Carry on the forum thread about getting tired of Halloween by October 31st, picking up right after the last line shown.

#### Document section
____

# Anyone tired of Halloween by October 31st?



## artsymom83 (Jul 22, 2008)

I hope I don't get stoned by talking like this, but does anyone get tired of Halloween by the time October 31st rolls around? I mean, I absolutely LOVE preparing for three months ahead of time, but by the actual date the fun has kind of worn out. KIND OF! I guess what I am saying is, do any of you miss celebrating Halloween by just carving pumpkins and simply hanging up a paper skeleton? I guess it's how I remember it as a kid... half of me wished I could get back to the basics of Halloween and just enjoy it that one day out of the year, but the other half has to go all out too. Does that even make any sense? Just curious if other Halloween lovers feel the same way. I know Halloween is wonderful, but is it still "magical" like it was when you were younger? Or is it better now? :jol:


----------



## pyro (Oct 7, 2006)

wow you only prepare in 3 months--what do you do the other 9 months


----------



## HauntedHacienda (Sep 16, 2008)

By the Big Day, I am usually making final Preparations, seeing to last minute details, getting into my Costume and seeing to early ToT's.
The Big Day actually energizes me to get into Christmas, my 2nd Favorite Decorating Holiday behind Halloween.


----------



## HalloweenZombie (Jul 22, 2007)

I know what you mean. By 11:30 PM on October 31st I'm kinda of sick of Halloween. But by November 1st I'm energized and planning for next Halloween. That half an hour is a bummer though.


----------



## Daddy's Little Corpse (Sep 7, 2006)

Ask me again at 10 or 11 Halloween night when I'm taking down everything I spent the whole day putting up.


----------



## Frighteners Entertainment (Jan 24, 2006)

Depends on the year....though halloween for me is pretty done by Oct 27th.


----------



## HauntCast (Jul 25, 2008)

To answer your question, Hell NO! 
I think you just have to pace yourself. This year I got started earlier than usually do. I'm almost finished with everything I had planned for this year. I'm used to rushing to get everything done on time and getting a little stressed. No matter how much it takes out of me a few days before Halloween I get re-energized and when the big day comes it is al worth it.


----------



## mattie (Sep 16, 2008)

Agreed with the poster above me. But I still wait till the last couple months to build most of my stuff and NO WAY am I tired by the end of the 31st. I just wish i could get at least a couple more hours out of the night. I think you might need to take the halloween off, LOL , and send me your decorations so I can put them to good use. Im pumped up for this year. I auctually missed a couple years in a row , but I got back into it the last year and Im full bore this year.


----------



## Spooky1 (Aug 25, 2008)

Not me, I'm out looking for the Halloween sales on November 1st. We even decorate our Christmas tree with a few little skeletons. 
The only thing we don't like is when we get older teens showing up at the door without costumes looking for candy.


----------



## Moon00 (Oct 7, 2007)

____

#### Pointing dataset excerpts
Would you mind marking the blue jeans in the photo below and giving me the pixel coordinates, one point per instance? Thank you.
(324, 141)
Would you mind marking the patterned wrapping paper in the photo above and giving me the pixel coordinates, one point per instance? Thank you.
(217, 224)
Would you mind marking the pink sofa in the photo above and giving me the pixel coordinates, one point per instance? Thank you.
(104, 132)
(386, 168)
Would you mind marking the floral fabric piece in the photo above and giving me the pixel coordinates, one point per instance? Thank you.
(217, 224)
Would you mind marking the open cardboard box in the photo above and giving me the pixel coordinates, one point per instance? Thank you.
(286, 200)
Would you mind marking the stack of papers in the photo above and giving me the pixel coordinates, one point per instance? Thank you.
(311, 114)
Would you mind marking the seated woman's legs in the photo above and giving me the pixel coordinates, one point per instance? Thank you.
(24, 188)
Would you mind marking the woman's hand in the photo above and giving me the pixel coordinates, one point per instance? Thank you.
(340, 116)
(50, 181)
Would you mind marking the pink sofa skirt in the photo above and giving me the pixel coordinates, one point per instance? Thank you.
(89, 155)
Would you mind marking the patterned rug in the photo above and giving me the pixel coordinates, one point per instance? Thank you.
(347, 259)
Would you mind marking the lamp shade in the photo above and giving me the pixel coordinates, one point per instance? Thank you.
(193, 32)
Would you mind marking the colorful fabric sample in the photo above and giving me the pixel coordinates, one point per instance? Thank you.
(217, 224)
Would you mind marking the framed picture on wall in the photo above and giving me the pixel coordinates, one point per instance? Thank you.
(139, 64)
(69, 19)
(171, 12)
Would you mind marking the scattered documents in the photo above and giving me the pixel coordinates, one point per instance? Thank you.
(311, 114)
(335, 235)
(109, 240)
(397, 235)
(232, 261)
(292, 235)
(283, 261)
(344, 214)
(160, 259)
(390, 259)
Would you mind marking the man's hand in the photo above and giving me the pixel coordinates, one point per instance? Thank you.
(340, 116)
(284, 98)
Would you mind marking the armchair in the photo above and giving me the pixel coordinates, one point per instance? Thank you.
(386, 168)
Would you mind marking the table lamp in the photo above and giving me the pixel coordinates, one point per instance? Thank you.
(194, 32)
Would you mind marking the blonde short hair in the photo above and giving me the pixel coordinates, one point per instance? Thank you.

____

#### Reply
Not really, after it's all over and done and I start putting things away I usually am a little tired. However leading up to it and during Trick or Treat night (which is on the 26th for us instead of on Halloween) I don't feel like the fun wears off. I remain excited all the way through and it is just as magical as it was when I was a kid, just in a different way. I agree with djchrisb, I too think you have to pace yourself. We started earlier than usual this year too and made sure that we didn't plan do so much that it would become stressful trying to get everything done in time.


----------



## sharpobject (May 7, 2008)

I think for most of us, Halloween is in our blood and there's nothing we can do about it. But as far as the "decorating" - and this year being my first year for a "haunt" - I wonder if I'll ever be satisfied enough with what I've done to not worry about projects anymore. Maybe when the eyesight goes and the arthritis comes.....


----------



## Spooklights (Jul 4, 2006)

HauntedHacienda said:


> By the Big Day, I am usually making final Preparations, seeing to last minute details, getting into my Costume and seeing to early ToT's.
> The Big Day actually energizes me to get into Christmas, my 2nd Favorite Decorating Holiday behind Halloween.


I'm with you on this one. While I'm up on the ladder getting the Halloween decorations down, I'm also putting the Christmas decorations up. I REALLY HATE taking my Halloween things down, and putting up something else makes it a little more acceptable. It saves time, too...I get very busy toward the end of November going into December.

But get tired of Halloween? Not me. I'd keep my Halloween things up all year if I could.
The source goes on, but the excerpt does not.